### JOB A
According to the first post in the carbolineum wood treatment thread, how would someone know for days that carbolineum had gotten on their bare skin? Answer in one to three sentences.
### JOB B
Pick up the carbolineum wood treatment thread after its last sentence and continue writing it.

# Carbolineum Wood Treatment



## Alex Cantacuzene (May 29, 2003)

*Carbolineum*

Hi, this material was used for many years for all kinds of wood treatments such as fence posts, railroad ties and power poles. I don't think that you have seen much of this much less smelled it. I don't think that is is allowed anymore for these items and I definitely would not use it anywhere around bees or the garden. If you ever got this stuff on your bare skin you would know it for days by its burning sensation. Take care and have fun


----------



## Roland (Dec 14, 2008)

If my memory is correct, this product is used on hive stands only.

Roland


----------



## BEES4U (Oct 10, 2007)

*Effect of Wood Preservative Treatment of Beehives on Honey Bees and Hive*

Effect of Wood Preservative Treatment of Beehives on Honey Bees and Hive
Products.
Here is some very good data:
http://www.fpl.fs.fed.us/documnts/pdf1984/kalni84a.pdf
Effects of wood preservatives on the microenvironment in treated beehives were assessed by measuring
performance of honey bee (Apis mellifera L.) colonies and levels of preservative residues in bees, honey,
and beeswax. Five hives were used for each preservative treatment: copper naphthenate, copper
8-quinolinolate, pentachlorophenol (PCP), chromated copper arsenate (CCA), acid copper chromate
(ACC), tributyltin oxide (TBTO), Forest Products Laboratory water repellent, and no treatment (control).

Entries from an annotation dataset:
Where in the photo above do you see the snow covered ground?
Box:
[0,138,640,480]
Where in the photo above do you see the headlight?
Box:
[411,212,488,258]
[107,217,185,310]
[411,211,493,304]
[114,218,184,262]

### TASK ANSWER A
They would know it by the burning sensation it causes, which the post says lasts for days.

### TASK ANSWER B
Honey, beeswax, and honey bees were sampled periodically during two successive summers. Elevated
levels of PCP and tin were found in bees and beeswax from hives treated with those preservatives. A
detectable rise in copper content of honey was found in samples from hives treated with copper naphthenate.
CCA treatment resulted in an increased arsenic content of bees from those hives. CCA,
TBTO, and PCP treatments of beehives were associated with winter losses of colonies.

Ernie


----------



## BEES4U (Oct 10, 2007)

*Your answer in a nut shell:*

Your answer in a nutshell:
beehives with (1) a preservative-free water-repellent
solution, (2) copper naphthenate, (3) copper 8-
quinolinolate, and (4) ACC. Winter survival with these
treatments was better than or comparable to that in controls.
Of these four treatments, only copper naphthenate
gave a slight increase in copper content of honey (less than
1 ppm).
We suggest that beekeepers not use PCP, TBTO, or
CCA for treatment of beehives. The CCA treatment, being
nonvolatile and largely insoluble (fixed in wood), could be
used only on hive parts that rarely come in contact with
bees.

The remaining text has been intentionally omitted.